WHAT IS NEEDED
Copy out all the entries exactly.
--- Start of DATA SHOWN ---
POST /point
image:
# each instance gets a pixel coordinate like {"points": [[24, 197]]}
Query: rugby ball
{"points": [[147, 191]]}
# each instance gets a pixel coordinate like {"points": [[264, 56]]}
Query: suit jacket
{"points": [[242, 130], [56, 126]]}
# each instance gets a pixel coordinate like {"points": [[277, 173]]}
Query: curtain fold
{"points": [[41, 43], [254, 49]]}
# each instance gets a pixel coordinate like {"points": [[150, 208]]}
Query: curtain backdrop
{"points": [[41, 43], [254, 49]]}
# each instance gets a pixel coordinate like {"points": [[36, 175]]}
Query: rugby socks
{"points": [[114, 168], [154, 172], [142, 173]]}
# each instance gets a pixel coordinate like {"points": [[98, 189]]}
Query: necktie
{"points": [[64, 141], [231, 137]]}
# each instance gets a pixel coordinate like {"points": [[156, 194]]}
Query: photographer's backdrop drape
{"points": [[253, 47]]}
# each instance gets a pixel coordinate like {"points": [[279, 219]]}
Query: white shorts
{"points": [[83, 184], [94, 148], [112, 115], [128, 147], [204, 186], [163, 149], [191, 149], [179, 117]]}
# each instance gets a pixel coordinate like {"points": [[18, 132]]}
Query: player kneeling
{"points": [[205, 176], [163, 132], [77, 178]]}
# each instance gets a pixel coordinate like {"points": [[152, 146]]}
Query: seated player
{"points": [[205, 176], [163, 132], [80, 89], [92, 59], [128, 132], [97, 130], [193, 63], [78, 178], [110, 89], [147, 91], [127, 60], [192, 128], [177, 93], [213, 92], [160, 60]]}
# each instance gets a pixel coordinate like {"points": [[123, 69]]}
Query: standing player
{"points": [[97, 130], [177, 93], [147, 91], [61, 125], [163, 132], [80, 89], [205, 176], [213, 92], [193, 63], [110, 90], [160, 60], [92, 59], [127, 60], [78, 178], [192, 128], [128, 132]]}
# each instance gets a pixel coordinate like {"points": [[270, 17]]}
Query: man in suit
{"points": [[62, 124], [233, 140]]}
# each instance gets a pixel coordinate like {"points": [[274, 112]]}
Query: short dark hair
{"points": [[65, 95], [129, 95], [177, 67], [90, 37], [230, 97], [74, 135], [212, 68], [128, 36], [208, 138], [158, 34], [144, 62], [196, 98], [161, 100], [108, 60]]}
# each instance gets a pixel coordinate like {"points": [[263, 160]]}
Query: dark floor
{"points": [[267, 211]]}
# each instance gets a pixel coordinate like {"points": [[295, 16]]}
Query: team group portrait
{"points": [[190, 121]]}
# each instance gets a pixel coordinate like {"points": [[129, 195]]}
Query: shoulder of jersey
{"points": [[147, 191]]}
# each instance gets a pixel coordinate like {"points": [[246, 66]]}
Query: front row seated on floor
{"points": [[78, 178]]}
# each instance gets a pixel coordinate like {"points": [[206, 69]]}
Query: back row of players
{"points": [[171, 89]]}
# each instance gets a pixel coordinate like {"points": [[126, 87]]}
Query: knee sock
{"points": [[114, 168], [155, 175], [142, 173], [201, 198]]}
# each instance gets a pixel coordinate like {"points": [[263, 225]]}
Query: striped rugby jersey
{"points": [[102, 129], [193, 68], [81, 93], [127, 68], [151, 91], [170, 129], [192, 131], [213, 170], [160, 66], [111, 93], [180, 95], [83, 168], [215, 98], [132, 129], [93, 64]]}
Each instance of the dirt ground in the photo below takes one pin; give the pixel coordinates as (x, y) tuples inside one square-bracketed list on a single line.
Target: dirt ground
--- End of DATA SHOWN ---
OUTPUT BELOW
POST /point
image:
# each instance gets a pixel coordinate like {"points": [[24, 197]]}
Query: rugby ball
{"points": [[147, 191]]}
# each instance gets a pixel coordinate like {"points": [[264, 56]]}
Query: suit jacket
{"points": [[242, 130], [56, 126]]}
# each instance gets a pixel coordinate like {"points": [[277, 173]]}
Query: curtain fold
{"points": [[41, 43], [254, 49]]}
# each instance gets a pixel coordinate like {"points": [[150, 208]]}
Query: curtain backdrop
{"points": [[41, 43], [254, 49]]}
# each instance gets a pixel coordinate like {"points": [[36, 175]]}
Query: rugby socks
{"points": [[114, 168], [154, 172], [142, 173]]}
# each instance gets a pixel coordinate like {"points": [[98, 189]]}
Query: necktie
{"points": [[64, 141], [231, 137]]}
# each instance gets a pixel coordinate like {"points": [[156, 194]]}
Query: photographer's backdrop drape
{"points": [[253, 47]]}
# each instance gets a pixel coordinate like {"points": [[279, 219]]}
Query: white shorts
{"points": [[83, 184], [94, 148], [112, 115], [128, 147], [204, 186], [163, 149], [191, 149], [179, 117]]}
# each instance gets a pixel coordinate like {"points": [[18, 132]]}
Query: player kneeling
{"points": [[205, 176], [163, 132], [77, 178]]}
# each instance gets a pixel coordinate like {"points": [[152, 146]]}
Query: seated player
{"points": [[205, 176], [163, 132], [80, 89], [92, 59], [128, 132], [97, 130], [193, 63], [78, 178], [110, 89], [147, 91], [127, 60], [192, 128], [177, 93], [213, 92], [160, 60]]}
# each instance gets a pixel coordinate like {"points": [[123, 69]]}
Query: standing player
{"points": [[97, 130], [177, 93], [147, 91], [61, 125], [163, 132], [80, 89], [205, 176], [213, 92], [193, 63], [110, 90], [160, 60], [92, 59], [127, 60], [78, 178], [192, 128], [128, 132]]}
# each instance gets a pixel coordinate like {"points": [[270, 17]]}
Query: man in suit
{"points": [[62, 124], [233, 140]]}
# each instance gets a pixel coordinate like {"points": [[274, 112]]}
Query: short dark hair
{"points": [[65, 95], [129, 95], [177, 67], [90, 37], [230, 97], [74, 135], [212, 68], [128, 36], [208, 138], [158, 34], [144, 62], [196, 98], [161, 100], [108, 60]]}
# each instance gets a pixel coordinate like {"points": [[263, 160]]}
Query: dark floor
{"points": [[267, 211]]}
# each instance gets a pixel coordinate like {"points": [[295, 16]]}
Query: team group portrait
{"points": [[190, 121]]}
# each instance gets a pixel coordinate like {"points": [[129, 195]]}
Query: shoulder of jersey
{"points": [[147, 191]]}
# each instance gets a pixel coordinate like {"points": [[246, 66]]}
Query: front row seated on floor
{"points": [[78, 178]]}
# each instance gets a pixel coordinate like {"points": [[206, 69]]}
Query: back row of players
{"points": [[171, 89]]}
# each instance gets a pixel coordinate like {"points": [[126, 87]]}
Query: knee sock
{"points": [[114, 168], [155, 175], [142, 173], [201, 198]]}
# each instance gets a pixel coordinate like {"points": [[263, 225]]}
Query: striped rugby jersey
{"points": [[102, 129], [193, 68], [81, 93], [127, 68], [151, 91], [170, 129], [192, 131], [213, 170], [160, 66], [111, 93], [180, 95], [83, 168], [215, 98], [132, 129], [93, 64]]}
Each instance of the dirt ground in the photo below takes one pin; give the pixel coordinates as (x, y) tuples inside one square-bracketed list on a single line.
Target: dirt ground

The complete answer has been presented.